Page extract —
=-=-=

COLUMBUS, Ohio (Reuters) - Democratic presidential contender Joe Biden questioned surging rival Elizabeth Warren’s credibility on Wednesday, accusing her of failing to be open with voters about how she would pay for her ambitious Medicare for All healthcare proposal.
Biden said it was “about time” that Warren, who has been steadily rising in opinion polls of the Democratic White House race for two months, face scrutiny on her plan for a government-run healthcare system.
“She’s going to have to tell the truth, or the question will be raised about whether or not she’s going to be candid and honest with the American people,” Biden told reporters in Columbus, Ohio.
His comments came the day after a Democratic debate marked by repeated attacks on Warren by her more moderate White House rivals that exposed the party’s divisions on issues like healthcare and taxes.
Warren has risen in the past month into a virtual tie with Biden, the former vice president, atop polls to pick a challenger to Republican President Donald Trump in the November 2020 election.
In Tuesday’s debate in Ohio, moderates Pete Buttigieg, the mayor of South Bend, Indiana, and U.S. Senator Amy Klobuchar aggressively challenged Warren to explain how she would pay for ambitious proposals including the Medicare for All plan based on the government-run insurance system for Americans aged 65 and older.
Warren, a U.S. senator from Massachusetts and a leading progressive voice in the party, stayed calm under the attacks as she described her proposals to end income inequality and level the economic playing field for workers.
But Warren did not directly respond to questions about whether she would raise taxes for the healthcare plan, although she said she would not sign any bill that does not lower healthcare costs for middle-class families.
“I have made clear what my principles are here, and that is that costs will go up for the wealthy and for big corporations and, for hard-working middle-class families, costs will go down,” Warren said in the debate.
Biden said it was an ironic stance for Warren, who repeatedly promises she has “a plan for everything.”
“It’s fascinating that the person who has a plan for everything has no plan on the single most consequential issue in this election in the minds of the American people across the board,” Biden said.

=-=-=

Dataset extract —

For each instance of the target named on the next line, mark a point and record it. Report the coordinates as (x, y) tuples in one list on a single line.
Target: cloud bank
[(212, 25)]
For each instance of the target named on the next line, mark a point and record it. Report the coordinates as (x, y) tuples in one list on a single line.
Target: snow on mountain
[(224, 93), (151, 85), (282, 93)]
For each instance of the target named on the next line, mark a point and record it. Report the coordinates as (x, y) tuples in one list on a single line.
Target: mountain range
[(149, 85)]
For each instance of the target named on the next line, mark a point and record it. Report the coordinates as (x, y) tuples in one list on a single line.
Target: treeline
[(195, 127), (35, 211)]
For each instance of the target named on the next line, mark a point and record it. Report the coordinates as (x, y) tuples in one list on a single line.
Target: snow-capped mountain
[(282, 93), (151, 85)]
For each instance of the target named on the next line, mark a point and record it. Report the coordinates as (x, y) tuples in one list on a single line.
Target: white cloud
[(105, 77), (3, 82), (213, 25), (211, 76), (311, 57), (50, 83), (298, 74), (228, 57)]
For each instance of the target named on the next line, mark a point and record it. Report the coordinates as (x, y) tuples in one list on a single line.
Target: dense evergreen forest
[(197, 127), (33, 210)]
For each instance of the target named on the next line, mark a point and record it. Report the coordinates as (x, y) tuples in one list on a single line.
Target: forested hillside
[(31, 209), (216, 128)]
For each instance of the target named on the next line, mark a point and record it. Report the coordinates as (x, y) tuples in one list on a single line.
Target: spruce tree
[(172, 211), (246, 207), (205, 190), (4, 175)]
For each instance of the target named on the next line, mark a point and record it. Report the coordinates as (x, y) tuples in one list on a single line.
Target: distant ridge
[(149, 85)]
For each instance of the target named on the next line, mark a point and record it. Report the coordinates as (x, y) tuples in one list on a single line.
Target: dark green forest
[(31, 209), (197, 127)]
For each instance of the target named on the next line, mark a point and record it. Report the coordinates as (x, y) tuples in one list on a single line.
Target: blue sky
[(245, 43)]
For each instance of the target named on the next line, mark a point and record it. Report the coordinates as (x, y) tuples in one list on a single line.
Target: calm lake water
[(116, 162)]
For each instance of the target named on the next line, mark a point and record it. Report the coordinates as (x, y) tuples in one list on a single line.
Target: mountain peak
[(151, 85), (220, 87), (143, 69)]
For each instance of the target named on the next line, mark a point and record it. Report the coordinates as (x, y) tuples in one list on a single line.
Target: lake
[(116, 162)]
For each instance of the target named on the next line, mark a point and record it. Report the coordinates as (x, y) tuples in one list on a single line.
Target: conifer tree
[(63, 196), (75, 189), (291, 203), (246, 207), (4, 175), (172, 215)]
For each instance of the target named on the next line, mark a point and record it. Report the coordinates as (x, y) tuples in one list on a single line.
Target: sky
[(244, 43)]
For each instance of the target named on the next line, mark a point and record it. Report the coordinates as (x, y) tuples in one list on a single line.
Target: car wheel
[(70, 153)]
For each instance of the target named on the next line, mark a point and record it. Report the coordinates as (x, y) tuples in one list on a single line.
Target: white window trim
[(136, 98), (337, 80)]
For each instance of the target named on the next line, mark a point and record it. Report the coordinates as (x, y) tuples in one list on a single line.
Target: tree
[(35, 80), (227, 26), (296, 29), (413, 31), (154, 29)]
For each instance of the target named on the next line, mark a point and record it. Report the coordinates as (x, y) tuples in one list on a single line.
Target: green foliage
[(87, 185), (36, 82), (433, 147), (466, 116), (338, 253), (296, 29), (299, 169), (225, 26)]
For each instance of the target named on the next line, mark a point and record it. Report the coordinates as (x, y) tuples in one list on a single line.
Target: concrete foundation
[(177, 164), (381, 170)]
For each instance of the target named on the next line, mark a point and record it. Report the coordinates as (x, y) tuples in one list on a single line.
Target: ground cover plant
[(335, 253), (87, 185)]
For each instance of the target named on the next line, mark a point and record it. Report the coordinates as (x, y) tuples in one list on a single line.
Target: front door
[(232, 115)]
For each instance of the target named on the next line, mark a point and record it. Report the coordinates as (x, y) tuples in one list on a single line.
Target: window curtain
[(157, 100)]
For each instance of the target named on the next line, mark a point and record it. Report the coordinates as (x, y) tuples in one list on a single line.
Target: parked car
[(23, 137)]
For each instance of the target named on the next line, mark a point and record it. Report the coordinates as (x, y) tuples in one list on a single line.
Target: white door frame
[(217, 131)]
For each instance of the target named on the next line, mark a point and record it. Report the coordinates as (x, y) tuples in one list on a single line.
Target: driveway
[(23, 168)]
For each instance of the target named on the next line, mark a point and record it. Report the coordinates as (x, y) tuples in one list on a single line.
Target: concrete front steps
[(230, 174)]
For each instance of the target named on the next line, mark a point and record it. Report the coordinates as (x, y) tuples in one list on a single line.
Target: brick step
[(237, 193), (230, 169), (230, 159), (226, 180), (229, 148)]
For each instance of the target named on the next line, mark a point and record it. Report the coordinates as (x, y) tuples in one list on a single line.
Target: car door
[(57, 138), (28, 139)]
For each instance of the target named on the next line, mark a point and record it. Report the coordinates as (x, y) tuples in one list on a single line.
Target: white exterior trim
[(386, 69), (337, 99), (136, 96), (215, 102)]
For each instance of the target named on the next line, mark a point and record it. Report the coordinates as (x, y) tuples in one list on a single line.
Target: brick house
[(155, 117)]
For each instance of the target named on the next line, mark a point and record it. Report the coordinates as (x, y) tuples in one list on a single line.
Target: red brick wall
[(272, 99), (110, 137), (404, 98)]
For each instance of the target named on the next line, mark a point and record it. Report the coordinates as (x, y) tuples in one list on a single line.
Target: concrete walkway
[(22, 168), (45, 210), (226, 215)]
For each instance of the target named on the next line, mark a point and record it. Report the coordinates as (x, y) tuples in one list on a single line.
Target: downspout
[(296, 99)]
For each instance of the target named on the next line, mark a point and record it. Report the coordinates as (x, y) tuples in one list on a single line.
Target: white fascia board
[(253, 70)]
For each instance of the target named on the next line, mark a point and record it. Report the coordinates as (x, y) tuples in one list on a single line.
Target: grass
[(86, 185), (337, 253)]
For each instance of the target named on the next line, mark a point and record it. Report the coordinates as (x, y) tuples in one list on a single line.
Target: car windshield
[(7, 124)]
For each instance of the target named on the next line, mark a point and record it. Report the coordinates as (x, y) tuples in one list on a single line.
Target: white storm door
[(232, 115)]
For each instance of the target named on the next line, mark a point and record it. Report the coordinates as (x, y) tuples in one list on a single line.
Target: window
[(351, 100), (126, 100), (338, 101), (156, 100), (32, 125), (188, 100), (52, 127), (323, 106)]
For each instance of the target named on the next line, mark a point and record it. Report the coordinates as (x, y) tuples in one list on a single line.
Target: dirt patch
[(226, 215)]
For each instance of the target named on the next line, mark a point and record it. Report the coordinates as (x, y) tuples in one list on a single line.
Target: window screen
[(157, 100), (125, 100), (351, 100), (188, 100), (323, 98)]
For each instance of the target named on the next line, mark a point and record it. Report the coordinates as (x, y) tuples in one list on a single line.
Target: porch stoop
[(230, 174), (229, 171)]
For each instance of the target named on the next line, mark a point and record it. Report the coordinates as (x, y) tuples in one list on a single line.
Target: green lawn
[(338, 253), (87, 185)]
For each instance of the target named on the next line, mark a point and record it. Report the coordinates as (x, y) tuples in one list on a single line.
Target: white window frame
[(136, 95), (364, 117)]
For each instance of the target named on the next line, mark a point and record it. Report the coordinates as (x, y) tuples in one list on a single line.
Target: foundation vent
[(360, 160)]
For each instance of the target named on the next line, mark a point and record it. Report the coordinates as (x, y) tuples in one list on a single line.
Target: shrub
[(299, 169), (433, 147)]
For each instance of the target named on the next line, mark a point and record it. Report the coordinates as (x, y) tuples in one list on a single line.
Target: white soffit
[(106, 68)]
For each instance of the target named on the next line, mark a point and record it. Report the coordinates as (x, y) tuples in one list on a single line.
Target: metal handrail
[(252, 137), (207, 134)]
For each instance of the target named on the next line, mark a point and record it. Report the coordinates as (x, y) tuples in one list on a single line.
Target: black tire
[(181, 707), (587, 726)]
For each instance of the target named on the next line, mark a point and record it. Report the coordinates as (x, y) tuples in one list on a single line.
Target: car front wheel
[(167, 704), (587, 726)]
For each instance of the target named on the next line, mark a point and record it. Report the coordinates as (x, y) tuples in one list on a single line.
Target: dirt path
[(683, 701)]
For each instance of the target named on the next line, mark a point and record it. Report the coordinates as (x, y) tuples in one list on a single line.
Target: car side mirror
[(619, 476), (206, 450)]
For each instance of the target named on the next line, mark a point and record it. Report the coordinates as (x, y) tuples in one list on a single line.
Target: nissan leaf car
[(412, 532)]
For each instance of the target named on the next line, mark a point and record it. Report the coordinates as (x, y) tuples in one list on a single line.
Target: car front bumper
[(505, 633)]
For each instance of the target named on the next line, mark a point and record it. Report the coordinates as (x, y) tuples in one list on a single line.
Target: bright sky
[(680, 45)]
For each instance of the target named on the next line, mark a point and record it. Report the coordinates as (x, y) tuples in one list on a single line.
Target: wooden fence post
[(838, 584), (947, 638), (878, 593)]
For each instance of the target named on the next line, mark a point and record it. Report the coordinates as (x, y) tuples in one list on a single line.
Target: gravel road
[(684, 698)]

=-=-=

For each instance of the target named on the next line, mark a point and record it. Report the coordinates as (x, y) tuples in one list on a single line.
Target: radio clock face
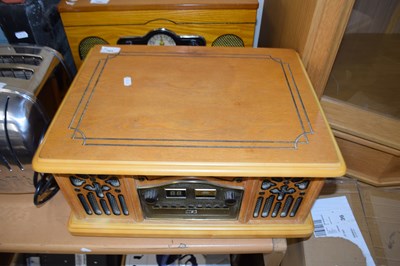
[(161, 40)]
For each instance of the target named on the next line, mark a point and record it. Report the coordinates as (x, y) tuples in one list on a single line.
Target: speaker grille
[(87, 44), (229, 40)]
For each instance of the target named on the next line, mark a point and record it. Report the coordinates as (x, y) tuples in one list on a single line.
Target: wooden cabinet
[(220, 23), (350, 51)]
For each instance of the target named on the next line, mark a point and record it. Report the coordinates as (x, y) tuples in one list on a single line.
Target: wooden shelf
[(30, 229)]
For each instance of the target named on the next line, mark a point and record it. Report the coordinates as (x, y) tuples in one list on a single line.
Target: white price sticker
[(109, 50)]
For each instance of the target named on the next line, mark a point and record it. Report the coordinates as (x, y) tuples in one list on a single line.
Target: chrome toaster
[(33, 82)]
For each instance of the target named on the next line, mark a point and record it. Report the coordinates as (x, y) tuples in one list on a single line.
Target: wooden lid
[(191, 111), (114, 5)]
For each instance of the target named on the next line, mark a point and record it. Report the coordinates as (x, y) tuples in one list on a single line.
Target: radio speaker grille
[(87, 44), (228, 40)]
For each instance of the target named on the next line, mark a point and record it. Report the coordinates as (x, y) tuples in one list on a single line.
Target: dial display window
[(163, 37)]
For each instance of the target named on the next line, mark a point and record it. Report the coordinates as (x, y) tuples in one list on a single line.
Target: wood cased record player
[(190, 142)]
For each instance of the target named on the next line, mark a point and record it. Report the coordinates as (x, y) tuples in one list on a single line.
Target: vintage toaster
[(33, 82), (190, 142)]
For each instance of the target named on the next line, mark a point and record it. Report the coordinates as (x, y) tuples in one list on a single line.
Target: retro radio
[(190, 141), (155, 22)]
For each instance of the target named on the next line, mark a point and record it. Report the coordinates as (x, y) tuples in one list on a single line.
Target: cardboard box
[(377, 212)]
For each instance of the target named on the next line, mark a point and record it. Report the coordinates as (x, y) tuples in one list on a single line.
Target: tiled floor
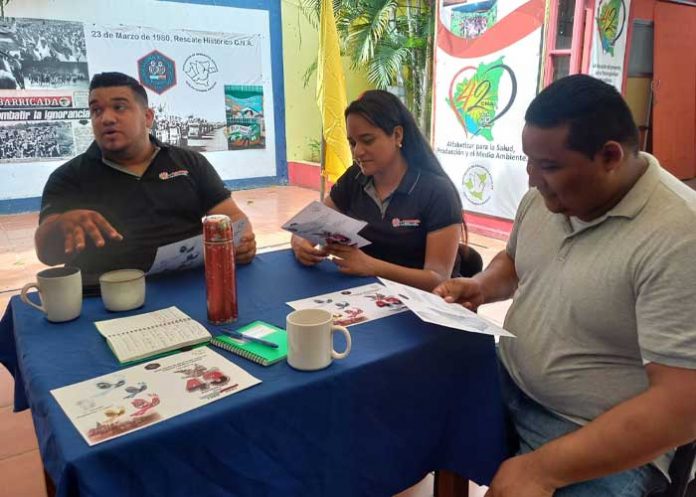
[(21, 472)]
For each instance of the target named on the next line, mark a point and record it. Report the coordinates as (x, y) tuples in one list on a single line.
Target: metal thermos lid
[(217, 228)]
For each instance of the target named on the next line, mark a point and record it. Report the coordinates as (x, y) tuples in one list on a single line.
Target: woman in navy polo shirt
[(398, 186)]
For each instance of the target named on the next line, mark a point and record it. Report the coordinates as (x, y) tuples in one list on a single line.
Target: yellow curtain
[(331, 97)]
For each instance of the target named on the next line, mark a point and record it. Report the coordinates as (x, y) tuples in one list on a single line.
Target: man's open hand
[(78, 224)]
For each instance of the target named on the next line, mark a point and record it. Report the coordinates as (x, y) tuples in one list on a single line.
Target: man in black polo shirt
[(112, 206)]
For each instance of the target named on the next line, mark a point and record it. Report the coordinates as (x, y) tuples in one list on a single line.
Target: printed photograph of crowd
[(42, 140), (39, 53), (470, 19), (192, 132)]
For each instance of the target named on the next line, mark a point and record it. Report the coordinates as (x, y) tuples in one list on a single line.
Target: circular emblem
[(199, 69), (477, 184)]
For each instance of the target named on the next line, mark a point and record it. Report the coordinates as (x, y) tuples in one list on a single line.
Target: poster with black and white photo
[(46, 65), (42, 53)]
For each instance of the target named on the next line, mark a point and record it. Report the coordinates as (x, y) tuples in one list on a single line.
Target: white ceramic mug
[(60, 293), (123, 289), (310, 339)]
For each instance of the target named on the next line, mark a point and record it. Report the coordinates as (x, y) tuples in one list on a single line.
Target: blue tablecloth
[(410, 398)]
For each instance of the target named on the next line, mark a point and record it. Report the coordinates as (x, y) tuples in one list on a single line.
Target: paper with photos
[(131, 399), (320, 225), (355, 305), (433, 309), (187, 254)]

=-=-=

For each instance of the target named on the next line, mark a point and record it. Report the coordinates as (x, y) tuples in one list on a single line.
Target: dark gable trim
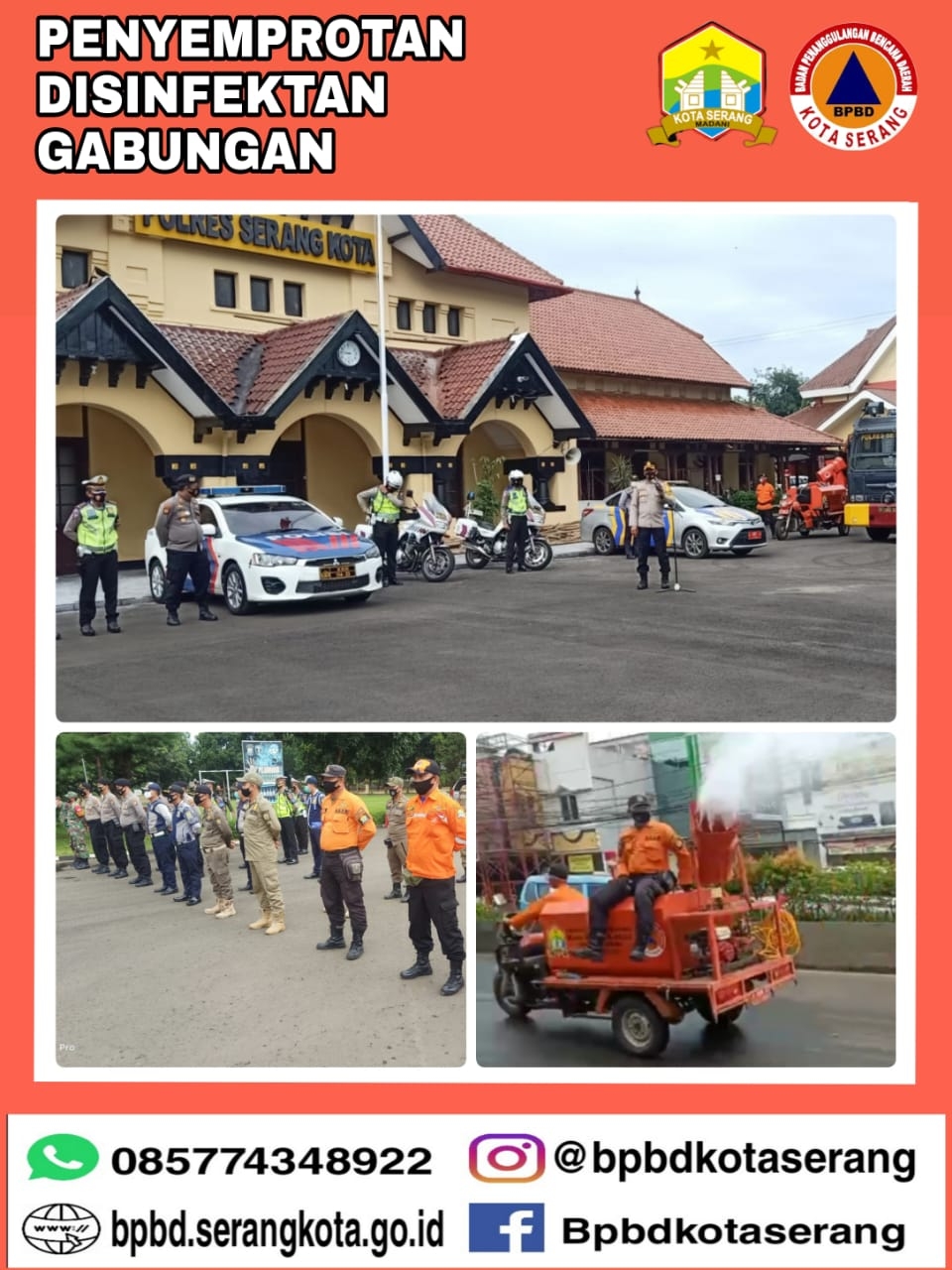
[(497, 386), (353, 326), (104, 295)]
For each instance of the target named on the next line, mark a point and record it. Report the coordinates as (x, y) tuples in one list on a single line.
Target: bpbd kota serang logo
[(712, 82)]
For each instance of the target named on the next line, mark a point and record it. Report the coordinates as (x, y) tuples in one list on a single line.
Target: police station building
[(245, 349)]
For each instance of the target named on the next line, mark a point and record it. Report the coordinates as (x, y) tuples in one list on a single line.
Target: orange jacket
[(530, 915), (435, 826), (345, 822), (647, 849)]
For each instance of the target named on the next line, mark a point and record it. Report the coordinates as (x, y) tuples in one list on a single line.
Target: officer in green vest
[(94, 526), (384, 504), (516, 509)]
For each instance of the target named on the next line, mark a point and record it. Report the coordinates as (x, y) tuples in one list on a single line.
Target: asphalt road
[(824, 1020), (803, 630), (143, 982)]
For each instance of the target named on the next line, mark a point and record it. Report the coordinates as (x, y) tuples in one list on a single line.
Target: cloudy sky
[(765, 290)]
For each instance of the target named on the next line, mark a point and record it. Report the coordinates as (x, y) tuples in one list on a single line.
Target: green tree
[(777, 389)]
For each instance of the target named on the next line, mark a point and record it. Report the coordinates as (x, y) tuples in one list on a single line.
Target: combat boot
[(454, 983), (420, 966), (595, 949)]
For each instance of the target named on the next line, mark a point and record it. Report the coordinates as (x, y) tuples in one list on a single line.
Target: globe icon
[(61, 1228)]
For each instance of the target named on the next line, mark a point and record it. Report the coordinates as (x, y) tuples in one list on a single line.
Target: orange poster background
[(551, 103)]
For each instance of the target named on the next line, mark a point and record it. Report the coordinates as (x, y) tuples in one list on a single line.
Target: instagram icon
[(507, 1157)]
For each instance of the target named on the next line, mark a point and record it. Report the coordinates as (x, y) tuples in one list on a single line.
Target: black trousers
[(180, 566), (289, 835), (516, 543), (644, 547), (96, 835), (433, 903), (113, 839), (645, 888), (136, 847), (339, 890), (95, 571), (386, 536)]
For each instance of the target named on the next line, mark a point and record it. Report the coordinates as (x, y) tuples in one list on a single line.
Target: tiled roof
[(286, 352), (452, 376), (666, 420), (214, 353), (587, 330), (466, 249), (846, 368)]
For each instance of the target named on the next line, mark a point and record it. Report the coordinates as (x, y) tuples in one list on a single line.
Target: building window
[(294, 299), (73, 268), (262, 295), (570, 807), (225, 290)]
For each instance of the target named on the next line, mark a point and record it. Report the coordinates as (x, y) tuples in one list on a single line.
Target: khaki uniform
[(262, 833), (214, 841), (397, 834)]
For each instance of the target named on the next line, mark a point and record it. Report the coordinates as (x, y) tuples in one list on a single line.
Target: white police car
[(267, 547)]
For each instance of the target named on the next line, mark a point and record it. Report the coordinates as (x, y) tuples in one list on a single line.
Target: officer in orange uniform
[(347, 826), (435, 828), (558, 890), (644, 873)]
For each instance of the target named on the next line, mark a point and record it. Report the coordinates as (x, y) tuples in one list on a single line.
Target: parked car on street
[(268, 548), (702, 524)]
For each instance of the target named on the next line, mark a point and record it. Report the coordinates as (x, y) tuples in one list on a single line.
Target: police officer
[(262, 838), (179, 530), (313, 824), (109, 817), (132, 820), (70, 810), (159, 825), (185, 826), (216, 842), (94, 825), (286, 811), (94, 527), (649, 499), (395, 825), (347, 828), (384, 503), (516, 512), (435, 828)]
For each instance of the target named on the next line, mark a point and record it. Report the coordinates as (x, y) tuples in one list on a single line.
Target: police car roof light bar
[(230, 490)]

=-=-=

Exercises to complete —
A. According to the news report about Biden and Warren, which two moderates aggressively challenged Warren in Tuesday's debate?
B. Summarize the news report about Biden and Warren in two sentences.
C. Proceed with the news report about Biden and Warren from where it stops.
The listing has nothing to do with the news report about Biden and Warren.

Exercise results —
A. Pete Buttigieg and U.S. Senator Amy Klobuchar.

B. Joe Biden questioned Elizabeth Warren's credibility, accusing her of not being open with voters about how she would pay for her Medicare for All plan, a day after a debate in which moderate rivals repeatedly attacked her on the same issue. Warren, now virtually tied with Biden atop the polls, did not directly say whether she would raise taxes for the plan but said costs would go up for the wealthy and big corporations and down for middle-class families.

C.
“Tell us how you’re going to do what you say you’re going to do,” Biden said, adding “credibility matters.”
The sharp exchanges before and after the debate were a sign of the heightened stakes less than four months before the first nominating contest in Iowa on Feb. 3.
Many of the contenders also face a scramble to qualify for the next Democratic debate in Georgia in November, when polling and fundraising qualifying criteria will be even tougher. So far, just eight candidates have qualified.
Biden said it was “absolutely ridiculous” that Warren would not delve into the details of her healthcare proposal, drawing a comparison to Trump.
“The last thing the Democrats should be doing is playing Trump’s game and trying to con the American people to think this is easy. There’s nothing easy about it,” he said.
Trump has repeatedly called Biden corrupt since Democrats in Congress opened an impeachment inquiry focused on Trump’s efforts to pressure Ukraine to investigate unsubstantiated charges that Biden improperly tried to aid his son Hunter’s business interests in Ukraine.
Biden said Trump was “running the most corrupt government in the history of the United States” and taunted Trump for his refusal to release his taxes.
“Even Richard Nixon released his tax return,” Biden said. “Mr. President, release your tax returns, or shut up.”
Trump, who has blasted the impeachment probe and denied any wrongdoing, dismissed the field of Democratic candidates on Wednesday, tweeting: “Now you see why they have no choice but to push a totally illegal & absurd Impeachment of one of the most successful Presidents!”